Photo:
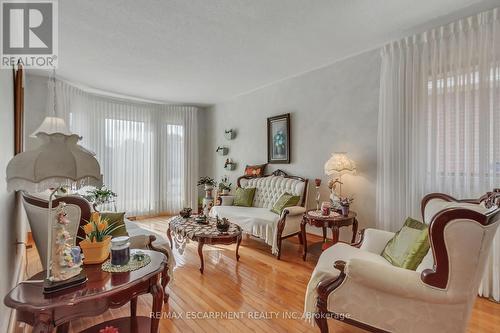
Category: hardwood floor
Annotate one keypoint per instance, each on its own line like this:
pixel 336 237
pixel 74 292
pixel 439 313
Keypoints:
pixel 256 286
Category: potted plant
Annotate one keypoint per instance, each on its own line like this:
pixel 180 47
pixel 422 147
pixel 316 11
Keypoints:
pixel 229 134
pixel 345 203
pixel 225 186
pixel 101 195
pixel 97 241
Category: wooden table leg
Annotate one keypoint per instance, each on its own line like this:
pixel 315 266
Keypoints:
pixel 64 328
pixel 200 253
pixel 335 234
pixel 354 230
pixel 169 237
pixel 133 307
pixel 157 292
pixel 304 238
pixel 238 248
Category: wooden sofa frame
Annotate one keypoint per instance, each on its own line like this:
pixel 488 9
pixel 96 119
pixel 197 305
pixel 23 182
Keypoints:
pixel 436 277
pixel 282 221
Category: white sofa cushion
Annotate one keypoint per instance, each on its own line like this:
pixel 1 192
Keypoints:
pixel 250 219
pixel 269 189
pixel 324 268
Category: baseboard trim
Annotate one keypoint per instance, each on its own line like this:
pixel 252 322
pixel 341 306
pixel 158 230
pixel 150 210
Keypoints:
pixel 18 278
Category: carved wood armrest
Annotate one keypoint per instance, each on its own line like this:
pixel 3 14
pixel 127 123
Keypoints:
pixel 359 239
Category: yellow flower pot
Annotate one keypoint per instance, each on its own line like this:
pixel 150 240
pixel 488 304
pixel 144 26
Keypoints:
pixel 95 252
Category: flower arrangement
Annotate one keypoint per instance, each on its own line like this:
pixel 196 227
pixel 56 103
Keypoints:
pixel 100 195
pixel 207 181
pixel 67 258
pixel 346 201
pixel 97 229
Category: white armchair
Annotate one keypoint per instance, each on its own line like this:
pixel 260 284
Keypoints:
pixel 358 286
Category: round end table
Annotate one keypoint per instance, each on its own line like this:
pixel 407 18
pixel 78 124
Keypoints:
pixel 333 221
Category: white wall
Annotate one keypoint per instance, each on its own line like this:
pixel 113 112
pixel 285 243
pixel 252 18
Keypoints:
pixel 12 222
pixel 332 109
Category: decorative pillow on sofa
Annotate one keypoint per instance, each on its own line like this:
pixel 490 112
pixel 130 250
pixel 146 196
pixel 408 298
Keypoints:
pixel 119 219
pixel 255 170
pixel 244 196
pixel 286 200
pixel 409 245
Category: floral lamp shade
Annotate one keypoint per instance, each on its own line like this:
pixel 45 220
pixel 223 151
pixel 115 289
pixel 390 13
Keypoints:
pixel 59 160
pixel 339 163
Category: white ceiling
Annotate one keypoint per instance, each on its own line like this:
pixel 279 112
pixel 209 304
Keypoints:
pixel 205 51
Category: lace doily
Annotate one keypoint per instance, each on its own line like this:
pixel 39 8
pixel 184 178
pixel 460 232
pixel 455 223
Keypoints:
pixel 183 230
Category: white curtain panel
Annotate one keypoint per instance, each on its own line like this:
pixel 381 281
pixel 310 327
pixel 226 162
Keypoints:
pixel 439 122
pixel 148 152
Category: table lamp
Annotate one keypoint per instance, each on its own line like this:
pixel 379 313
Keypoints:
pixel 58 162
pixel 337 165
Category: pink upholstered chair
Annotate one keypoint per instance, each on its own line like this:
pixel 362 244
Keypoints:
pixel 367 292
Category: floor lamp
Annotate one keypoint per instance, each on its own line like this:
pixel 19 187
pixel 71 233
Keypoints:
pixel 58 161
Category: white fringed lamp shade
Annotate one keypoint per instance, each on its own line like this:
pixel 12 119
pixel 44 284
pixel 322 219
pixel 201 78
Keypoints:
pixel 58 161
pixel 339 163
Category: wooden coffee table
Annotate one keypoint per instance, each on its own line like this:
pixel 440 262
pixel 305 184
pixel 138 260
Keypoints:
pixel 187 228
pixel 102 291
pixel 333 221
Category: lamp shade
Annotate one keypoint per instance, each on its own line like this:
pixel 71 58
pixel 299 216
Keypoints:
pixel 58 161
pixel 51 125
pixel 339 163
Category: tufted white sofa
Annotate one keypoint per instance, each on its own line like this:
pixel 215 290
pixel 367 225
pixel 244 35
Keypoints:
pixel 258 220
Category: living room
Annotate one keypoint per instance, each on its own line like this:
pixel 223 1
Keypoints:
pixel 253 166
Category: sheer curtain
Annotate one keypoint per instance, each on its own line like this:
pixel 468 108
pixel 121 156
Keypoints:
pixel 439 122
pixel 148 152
+ + +
WHAT YOU HAVE TO DO
Reproduce the section of the rows that begins with the line containing "Category: sheer curtain" and ends with the final row, changing "sheer curtain" to "lace curtain" and leaving everything else unchanged.

EXERCISE RESPONSE
Category: lace curtain
Annotate one keypoint per instance, each on its own line like this:
pixel 468 108
pixel 121 156
Keypoints:
pixel 439 122
pixel 148 152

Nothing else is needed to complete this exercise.